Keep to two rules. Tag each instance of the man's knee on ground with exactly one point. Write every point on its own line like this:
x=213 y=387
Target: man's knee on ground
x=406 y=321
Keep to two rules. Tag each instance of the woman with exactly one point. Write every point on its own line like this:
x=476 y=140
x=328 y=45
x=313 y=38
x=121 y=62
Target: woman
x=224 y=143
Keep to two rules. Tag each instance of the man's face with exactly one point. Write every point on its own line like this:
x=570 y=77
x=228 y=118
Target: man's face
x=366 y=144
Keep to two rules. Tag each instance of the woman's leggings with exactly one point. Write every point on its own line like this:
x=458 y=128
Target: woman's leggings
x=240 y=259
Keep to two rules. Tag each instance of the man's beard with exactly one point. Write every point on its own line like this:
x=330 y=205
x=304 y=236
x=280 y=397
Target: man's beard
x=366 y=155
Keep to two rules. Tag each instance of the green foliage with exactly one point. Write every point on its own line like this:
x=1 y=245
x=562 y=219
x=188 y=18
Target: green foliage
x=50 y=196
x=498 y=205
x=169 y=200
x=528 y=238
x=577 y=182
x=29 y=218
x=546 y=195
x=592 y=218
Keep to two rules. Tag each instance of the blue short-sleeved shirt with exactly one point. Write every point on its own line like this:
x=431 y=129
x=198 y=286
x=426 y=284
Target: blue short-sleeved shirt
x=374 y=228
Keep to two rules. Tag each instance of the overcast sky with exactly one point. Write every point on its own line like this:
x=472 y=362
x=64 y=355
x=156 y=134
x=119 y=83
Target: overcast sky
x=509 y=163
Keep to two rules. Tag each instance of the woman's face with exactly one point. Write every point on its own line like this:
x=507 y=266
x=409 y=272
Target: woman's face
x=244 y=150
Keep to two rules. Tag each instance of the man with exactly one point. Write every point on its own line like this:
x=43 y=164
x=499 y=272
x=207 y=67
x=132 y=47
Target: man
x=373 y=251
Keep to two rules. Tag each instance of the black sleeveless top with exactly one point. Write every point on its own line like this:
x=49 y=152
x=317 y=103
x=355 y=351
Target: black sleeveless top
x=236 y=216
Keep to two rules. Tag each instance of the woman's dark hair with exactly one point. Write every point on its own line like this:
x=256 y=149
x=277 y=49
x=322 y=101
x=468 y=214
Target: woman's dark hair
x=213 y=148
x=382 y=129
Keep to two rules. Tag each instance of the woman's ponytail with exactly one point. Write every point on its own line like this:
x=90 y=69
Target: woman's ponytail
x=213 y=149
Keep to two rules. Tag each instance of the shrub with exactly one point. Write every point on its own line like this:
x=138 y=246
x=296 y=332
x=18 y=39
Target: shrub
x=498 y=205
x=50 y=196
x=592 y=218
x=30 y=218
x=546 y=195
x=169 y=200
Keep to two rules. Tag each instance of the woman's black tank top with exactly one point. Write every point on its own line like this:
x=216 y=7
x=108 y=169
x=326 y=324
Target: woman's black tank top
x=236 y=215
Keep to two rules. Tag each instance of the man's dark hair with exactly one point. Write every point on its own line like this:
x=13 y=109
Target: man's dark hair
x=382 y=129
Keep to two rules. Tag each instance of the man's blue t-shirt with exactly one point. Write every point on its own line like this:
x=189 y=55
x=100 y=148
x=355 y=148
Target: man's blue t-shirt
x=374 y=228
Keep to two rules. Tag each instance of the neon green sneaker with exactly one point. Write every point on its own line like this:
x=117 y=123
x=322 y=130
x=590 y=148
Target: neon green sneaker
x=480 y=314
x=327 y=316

****

* [Instructions to follow]
Without altering a single word, reproduce the entries above.

* [Output of the task]
Keep to two rules. Tag each instance of the man's knee on ground with exactly one point. Write every point on its own line like this:
x=213 y=387
Target: man's knee on ground
x=406 y=321
Keep to two rules. Tag each instance of the woman with exactly one point. Write every point on its own line like this:
x=476 y=140
x=328 y=45
x=313 y=38
x=121 y=62
Target: woman
x=224 y=143
Keep to two rules. Tag each instance of the man's face with exactly one point. Write every point on its own line like this:
x=570 y=77
x=228 y=118
Target: man's face
x=366 y=144
Keep to two rules. Tag each instance of the woman's leggings with exactly one point. Write every point on its own line like this:
x=458 y=128
Target: woman's leggings
x=240 y=259
Keep to two rules. Tag each instance of the man's beard with exactly one point. Write every point on its own line like this:
x=330 y=205
x=304 y=236
x=280 y=397
Target: man's beard
x=366 y=155
Keep to two rules. Tag each instance of the green foliage with exactly one point. Write every point on its own line like this:
x=1 y=245
x=562 y=219
x=188 y=18
Target: green foliage
x=50 y=196
x=498 y=205
x=169 y=200
x=528 y=238
x=577 y=182
x=29 y=218
x=546 y=195
x=592 y=218
Keep to two rules. Tag each instance of the blue short-sleeved shirt with exactly one point. Write every point on its own line like this:
x=431 y=129
x=198 y=286
x=426 y=284
Target: blue short-sleeved shirt
x=374 y=228
Keep to two rules. Tag each instance of the overcast sky with exactly one point. Write every point on its own line like this:
x=472 y=362
x=64 y=355
x=156 y=134
x=119 y=83
Target: overcast sky
x=509 y=163
Keep to two rules. Tag each instance of the woman's face with exactly one point. Write every point on its own line like this:
x=507 y=266
x=409 y=272
Target: woman's face
x=244 y=150
Keep to two rules. Tag each instance of the man with exactly one point. Write every point on its own line like this:
x=43 y=164
x=499 y=272
x=207 y=67
x=132 y=47
Target: man
x=373 y=251
Keep to two rules. Tag each instance of the black sleeveless top with exactly one point. Write every point on its own line like this:
x=49 y=152
x=317 y=103
x=355 y=351
Target: black sleeveless top
x=236 y=216
Keep to two rules. Tag each instance of the woman's dark hair with exactly one point. Write every point on its own line like this:
x=256 y=149
x=277 y=49
x=322 y=101
x=468 y=214
Target: woman's dark hair
x=213 y=148
x=382 y=129
Keep to two rules. Tag each instance of the woman's ponytail with exactly one point. Write every point on its own line like this:
x=90 y=69
Target: woman's ponytail
x=213 y=149
Keep to two rules. Tag each instance of the shrub with exactly one point. Write every point on its own line like this:
x=138 y=246
x=296 y=332
x=18 y=39
Target: shrub
x=498 y=205
x=50 y=196
x=592 y=218
x=30 y=218
x=546 y=195
x=169 y=200
Keep to two rules. Tag each instance of the woman's black tank top with exactly one point. Write every point on its own line like this:
x=216 y=7
x=108 y=169
x=326 y=324
Target: woman's black tank top
x=236 y=215
Keep to two rules. Tag each instance of the man's dark hair with exactly one point. Write every point on its own line like this:
x=13 y=109
Target: man's dark hair
x=382 y=129
Keep to two rules. Tag each instance of the man's blue t-shirt with exactly one point. Write every point on its own line like this:
x=189 y=55
x=100 y=148
x=355 y=148
Target: man's blue t-shirt
x=374 y=228
Keep to two rules. Tag each instance of the neon green sneaker with exactly one point. Write every point on its own line like this:
x=117 y=123
x=322 y=130
x=590 y=148
Target: neon green sneaker
x=480 y=314
x=327 y=316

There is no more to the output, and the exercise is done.